== Segment start ==

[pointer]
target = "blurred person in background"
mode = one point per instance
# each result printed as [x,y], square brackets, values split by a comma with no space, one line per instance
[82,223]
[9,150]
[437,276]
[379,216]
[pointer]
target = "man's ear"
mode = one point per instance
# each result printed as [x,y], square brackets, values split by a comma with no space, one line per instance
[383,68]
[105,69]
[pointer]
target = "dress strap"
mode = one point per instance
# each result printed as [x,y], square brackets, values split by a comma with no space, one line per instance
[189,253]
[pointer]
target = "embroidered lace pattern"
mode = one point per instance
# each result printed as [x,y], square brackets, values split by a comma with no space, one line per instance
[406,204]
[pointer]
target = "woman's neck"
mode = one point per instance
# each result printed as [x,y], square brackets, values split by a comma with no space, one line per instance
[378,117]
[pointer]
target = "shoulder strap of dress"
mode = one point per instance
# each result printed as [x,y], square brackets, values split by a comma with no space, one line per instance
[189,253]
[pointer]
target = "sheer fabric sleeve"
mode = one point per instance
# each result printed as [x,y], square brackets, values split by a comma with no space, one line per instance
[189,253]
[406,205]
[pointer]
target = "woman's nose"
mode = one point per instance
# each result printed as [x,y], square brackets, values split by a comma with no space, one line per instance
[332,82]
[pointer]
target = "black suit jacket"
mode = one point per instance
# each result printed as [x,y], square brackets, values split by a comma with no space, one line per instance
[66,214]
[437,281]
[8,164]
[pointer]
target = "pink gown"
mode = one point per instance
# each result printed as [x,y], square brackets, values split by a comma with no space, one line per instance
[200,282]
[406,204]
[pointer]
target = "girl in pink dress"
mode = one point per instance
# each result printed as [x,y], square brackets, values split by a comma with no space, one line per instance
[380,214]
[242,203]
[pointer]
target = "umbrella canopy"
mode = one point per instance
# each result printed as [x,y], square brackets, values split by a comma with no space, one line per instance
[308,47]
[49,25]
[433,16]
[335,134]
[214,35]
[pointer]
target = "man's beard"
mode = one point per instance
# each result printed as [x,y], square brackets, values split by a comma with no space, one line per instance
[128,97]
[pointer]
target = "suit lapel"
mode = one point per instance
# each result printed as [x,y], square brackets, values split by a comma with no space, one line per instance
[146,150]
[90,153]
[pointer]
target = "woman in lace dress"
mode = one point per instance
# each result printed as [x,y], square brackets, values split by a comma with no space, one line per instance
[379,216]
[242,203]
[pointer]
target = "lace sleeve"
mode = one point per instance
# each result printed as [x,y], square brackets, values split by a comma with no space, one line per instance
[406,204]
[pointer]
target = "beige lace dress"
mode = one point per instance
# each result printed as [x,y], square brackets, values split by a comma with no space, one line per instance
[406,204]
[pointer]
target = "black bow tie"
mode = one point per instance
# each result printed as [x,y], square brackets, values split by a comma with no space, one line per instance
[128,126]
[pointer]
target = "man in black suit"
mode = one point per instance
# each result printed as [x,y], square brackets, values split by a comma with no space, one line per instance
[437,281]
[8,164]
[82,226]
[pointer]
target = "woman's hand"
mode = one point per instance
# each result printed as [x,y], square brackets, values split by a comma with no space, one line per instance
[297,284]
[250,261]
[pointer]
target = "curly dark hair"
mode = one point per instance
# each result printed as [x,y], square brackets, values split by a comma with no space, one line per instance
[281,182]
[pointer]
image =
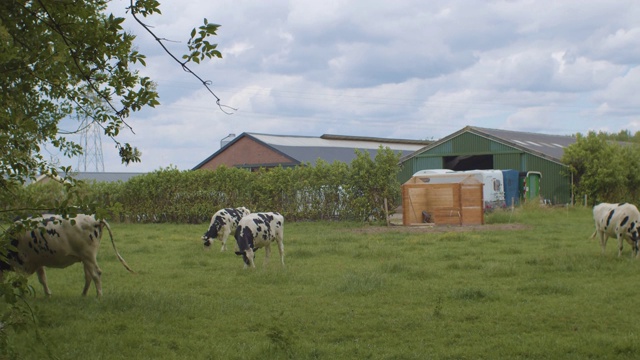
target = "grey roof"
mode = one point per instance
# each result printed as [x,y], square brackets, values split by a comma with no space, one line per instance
[547,146]
[330,148]
[100,176]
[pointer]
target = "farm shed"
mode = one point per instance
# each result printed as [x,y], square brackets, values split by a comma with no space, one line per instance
[454,199]
[476,148]
[254,151]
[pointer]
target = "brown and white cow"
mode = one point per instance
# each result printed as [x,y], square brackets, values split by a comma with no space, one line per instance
[621,221]
[259,230]
[223,223]
[57,242]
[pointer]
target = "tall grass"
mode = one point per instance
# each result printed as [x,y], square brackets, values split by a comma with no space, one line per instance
[351,291]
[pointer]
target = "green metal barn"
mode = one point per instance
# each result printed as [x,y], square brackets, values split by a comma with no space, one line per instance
[476,148]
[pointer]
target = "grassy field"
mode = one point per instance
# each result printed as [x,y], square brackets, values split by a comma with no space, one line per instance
[538,289]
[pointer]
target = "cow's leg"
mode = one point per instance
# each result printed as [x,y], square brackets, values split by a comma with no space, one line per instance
[603,241]
[92,272]
[225,234]
[620,241]
[267,254]
[250,256]
[42,277]
[281,250]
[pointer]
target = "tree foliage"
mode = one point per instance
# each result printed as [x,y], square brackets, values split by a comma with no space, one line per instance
[336,191]
[60,59]
[604,170]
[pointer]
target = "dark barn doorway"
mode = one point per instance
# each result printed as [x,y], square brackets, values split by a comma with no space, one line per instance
[468,162]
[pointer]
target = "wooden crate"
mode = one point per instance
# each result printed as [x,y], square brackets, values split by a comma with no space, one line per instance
[456,203]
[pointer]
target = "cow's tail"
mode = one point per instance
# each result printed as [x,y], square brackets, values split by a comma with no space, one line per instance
[105,224]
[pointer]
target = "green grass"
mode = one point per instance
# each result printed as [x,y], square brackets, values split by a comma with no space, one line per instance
[351,291]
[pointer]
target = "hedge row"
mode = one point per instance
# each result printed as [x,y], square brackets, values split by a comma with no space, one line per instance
[320,192]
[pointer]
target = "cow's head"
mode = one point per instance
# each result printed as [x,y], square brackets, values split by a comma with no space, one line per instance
[243,211]
[245,258]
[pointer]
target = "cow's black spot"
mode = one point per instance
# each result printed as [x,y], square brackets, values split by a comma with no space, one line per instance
[609,217]
[624,221]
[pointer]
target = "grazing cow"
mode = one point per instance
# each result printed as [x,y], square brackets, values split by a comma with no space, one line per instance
[617,220]
[259,230]
[57,242]
[223,223]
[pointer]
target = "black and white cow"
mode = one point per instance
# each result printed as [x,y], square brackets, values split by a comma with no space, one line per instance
[259,230]
[621,221]
[56,242]
[223,223]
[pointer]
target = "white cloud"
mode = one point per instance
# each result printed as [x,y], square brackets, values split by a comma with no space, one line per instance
[407,69]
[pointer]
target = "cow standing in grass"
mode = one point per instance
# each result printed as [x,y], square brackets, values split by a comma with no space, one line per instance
[259,230]
[223,223]
[617,220]
[57,242]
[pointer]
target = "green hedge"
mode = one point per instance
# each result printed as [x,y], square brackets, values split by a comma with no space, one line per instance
[335,191]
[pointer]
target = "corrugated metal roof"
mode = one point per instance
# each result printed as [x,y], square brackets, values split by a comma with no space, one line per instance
[545,145]
[550,145]
[330,148]
[308,149]
[324,142]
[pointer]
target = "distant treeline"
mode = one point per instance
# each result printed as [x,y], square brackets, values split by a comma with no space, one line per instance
[338,191]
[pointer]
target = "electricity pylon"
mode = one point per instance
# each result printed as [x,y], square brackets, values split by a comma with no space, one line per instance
[90,139]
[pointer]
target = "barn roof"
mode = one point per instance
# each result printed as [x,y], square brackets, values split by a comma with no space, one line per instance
[545,145]
[328,147]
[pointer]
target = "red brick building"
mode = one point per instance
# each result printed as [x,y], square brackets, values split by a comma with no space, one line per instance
[253,151]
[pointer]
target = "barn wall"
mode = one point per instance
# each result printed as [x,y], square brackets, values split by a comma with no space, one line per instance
[554,186]
[246,152]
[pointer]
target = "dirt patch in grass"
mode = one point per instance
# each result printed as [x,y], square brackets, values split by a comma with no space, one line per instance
[441,228]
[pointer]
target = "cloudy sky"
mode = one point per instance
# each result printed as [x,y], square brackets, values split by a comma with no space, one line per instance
[393,69]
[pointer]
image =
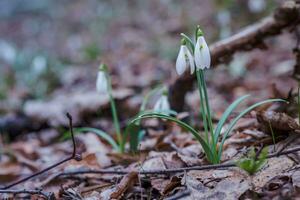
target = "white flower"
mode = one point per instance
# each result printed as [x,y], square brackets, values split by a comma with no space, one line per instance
[184,59]
[202,55]
[162,104]
[256,6]
[101,84]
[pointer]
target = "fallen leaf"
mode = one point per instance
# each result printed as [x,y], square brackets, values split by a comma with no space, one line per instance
[127,182]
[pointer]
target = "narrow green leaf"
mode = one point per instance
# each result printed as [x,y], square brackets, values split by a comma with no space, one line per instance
[225,116]
[101,134]
[204,145]
[232,124]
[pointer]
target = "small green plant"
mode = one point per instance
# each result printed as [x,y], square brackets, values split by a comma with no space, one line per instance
[104,87]
[253,161]
[197,58]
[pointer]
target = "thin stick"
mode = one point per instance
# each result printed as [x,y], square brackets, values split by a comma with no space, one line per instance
[47,195]
[171,171]
[74,156]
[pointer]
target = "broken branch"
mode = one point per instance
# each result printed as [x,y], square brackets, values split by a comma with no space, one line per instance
[285,17]
[171,171]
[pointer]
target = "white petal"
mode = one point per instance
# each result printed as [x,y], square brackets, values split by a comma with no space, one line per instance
[162,104]
[165,103]
[181,61]
[101,83]
[157,105]
[202,55]
[191,60]
[206,55]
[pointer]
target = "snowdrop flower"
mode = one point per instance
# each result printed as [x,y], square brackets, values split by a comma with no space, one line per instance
[202,55]
[162,103]
[101,83]
[256,6]
[184,59]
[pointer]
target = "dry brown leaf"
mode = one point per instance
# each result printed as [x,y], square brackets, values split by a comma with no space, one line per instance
[278,121]
[216,184]
[9,172]
[127,182]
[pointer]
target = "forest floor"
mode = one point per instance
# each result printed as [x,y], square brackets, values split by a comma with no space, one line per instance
[140,51]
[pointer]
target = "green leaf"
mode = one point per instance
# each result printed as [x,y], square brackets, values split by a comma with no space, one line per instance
[232,124]
[225,116]
[251,164]
[101,134]
[185,126]
[133,132]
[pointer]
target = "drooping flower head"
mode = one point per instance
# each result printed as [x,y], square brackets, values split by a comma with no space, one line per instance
[162,105]
[184,59]
[201,53]
[101,83]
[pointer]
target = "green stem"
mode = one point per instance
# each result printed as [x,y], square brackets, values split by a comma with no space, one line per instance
[114,114]
[202,74]
[202,107]
[298,102]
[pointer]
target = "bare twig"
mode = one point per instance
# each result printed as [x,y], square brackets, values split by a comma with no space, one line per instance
[285,17]
[179,195]
[170,171]
[74,156]
[46,195]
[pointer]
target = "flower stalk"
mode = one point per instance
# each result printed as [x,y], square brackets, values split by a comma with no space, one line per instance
[103,68]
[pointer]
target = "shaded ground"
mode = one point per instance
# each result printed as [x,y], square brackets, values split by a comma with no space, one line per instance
[49,58]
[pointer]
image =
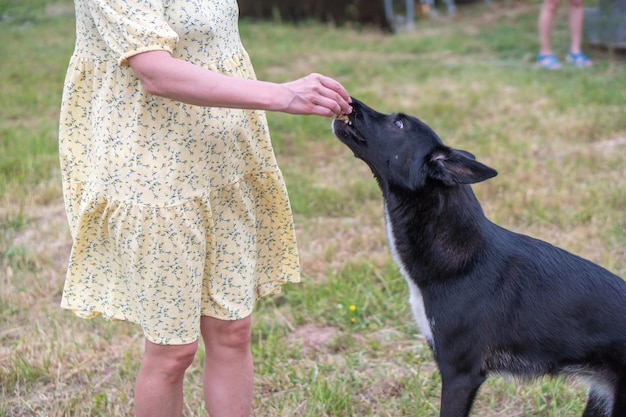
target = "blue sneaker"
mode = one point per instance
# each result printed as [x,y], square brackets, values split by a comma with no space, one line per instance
[579,60]
[548,61]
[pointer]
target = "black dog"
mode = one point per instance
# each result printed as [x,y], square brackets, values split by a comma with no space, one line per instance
[487,300]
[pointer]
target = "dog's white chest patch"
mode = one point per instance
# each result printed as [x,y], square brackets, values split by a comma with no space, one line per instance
[416,300]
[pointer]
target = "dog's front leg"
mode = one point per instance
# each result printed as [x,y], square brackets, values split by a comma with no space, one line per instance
[458,391]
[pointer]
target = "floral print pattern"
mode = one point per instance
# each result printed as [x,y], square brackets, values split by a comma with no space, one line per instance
[175,211]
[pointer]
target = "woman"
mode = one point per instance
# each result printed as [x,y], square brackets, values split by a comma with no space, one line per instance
[178,212]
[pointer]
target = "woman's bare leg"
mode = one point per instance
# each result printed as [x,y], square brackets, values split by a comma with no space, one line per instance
[228,368]
[546,21]
[159,384]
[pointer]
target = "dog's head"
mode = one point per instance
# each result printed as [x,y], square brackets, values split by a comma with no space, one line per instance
[402,151]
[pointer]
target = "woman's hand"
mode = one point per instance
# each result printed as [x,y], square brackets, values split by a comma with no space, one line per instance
[165,76]
[316,94]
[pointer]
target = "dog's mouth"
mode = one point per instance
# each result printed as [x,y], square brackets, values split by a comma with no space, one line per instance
[345,118]
[344,127]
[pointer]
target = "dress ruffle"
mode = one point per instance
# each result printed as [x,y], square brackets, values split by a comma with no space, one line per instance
[164,267]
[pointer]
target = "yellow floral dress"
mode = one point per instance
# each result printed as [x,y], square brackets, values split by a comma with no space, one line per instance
[175,210]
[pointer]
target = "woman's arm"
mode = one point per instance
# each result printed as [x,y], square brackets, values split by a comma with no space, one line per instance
[166,76]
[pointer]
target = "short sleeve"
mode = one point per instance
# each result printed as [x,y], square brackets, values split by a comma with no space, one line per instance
[129,27]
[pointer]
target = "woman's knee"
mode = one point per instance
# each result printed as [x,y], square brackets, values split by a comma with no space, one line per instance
[233,334]
[169,359]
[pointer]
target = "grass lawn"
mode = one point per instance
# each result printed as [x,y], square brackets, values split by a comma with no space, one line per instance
[341,343]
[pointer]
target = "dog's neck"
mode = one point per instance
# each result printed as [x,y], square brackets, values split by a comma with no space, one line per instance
[432,234]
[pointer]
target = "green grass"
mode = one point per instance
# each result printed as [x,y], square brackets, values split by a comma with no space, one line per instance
[558,140]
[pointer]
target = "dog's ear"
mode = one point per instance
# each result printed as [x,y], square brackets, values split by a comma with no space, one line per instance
[453,166]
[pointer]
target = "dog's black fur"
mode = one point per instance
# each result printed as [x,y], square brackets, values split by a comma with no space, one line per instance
[488,300]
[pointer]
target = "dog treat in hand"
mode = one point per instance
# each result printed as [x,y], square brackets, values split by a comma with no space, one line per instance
[344,118]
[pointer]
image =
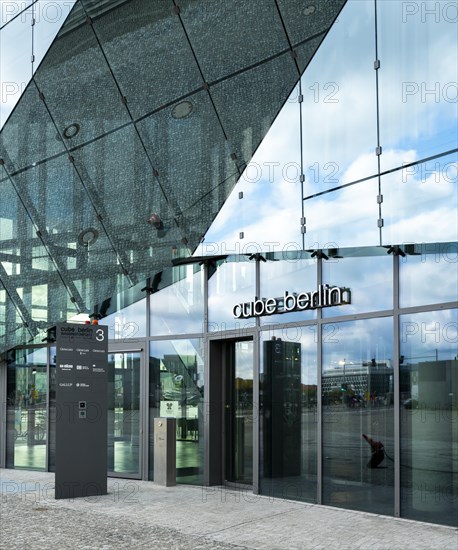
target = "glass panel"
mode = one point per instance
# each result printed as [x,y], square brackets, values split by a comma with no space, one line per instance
[27,419]
[30,135]
[124,413]
[206,163]
[179,307]
[217,31]
[288,273]
[12,8]
[15,60]
[248,103]
[163,67]
[239,413]
[270,189]
[358,415]
[176,382]
[50,17]
[128,322]
[418,77]
[303,21]
[369,278]
[71,79]
[429,416]
[420,202]
[63,208]
[346,217]
[428,274]
[232,283]
[118,173]
[339,108]
[288,399]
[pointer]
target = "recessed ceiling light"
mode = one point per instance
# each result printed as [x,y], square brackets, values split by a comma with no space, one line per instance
[88,236]
[72,130]
[182,109]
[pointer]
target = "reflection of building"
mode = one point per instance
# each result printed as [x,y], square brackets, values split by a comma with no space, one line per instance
[117,159]
[375,378]
[430,384]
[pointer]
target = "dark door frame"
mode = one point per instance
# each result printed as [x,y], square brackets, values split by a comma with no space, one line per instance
[214,463]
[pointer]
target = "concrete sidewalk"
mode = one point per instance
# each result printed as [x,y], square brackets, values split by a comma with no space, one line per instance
[139,514]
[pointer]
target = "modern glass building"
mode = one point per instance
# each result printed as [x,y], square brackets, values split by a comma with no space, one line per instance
[303,329]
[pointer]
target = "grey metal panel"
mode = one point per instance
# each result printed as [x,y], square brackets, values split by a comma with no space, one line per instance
[319,435]
[396,388]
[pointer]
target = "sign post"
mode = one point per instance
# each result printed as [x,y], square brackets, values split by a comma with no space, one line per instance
[81,410]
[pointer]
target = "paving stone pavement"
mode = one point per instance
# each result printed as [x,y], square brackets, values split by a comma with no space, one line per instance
[140,514]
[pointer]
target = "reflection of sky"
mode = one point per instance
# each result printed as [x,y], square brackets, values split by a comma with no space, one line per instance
[128,322]
[357,341]
[307,338]
[340,140]
[418,272]
[427,335]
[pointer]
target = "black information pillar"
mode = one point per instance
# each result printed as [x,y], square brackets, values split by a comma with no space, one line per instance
[81,410]
[282,402]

== Segment end ==

What to produce: Note each line of the material holding "sleeve" and copy it out.

Output of the exercise:
target = "sheer fabric sleeve"
target = "lace sleeve"
target = "short sleeve"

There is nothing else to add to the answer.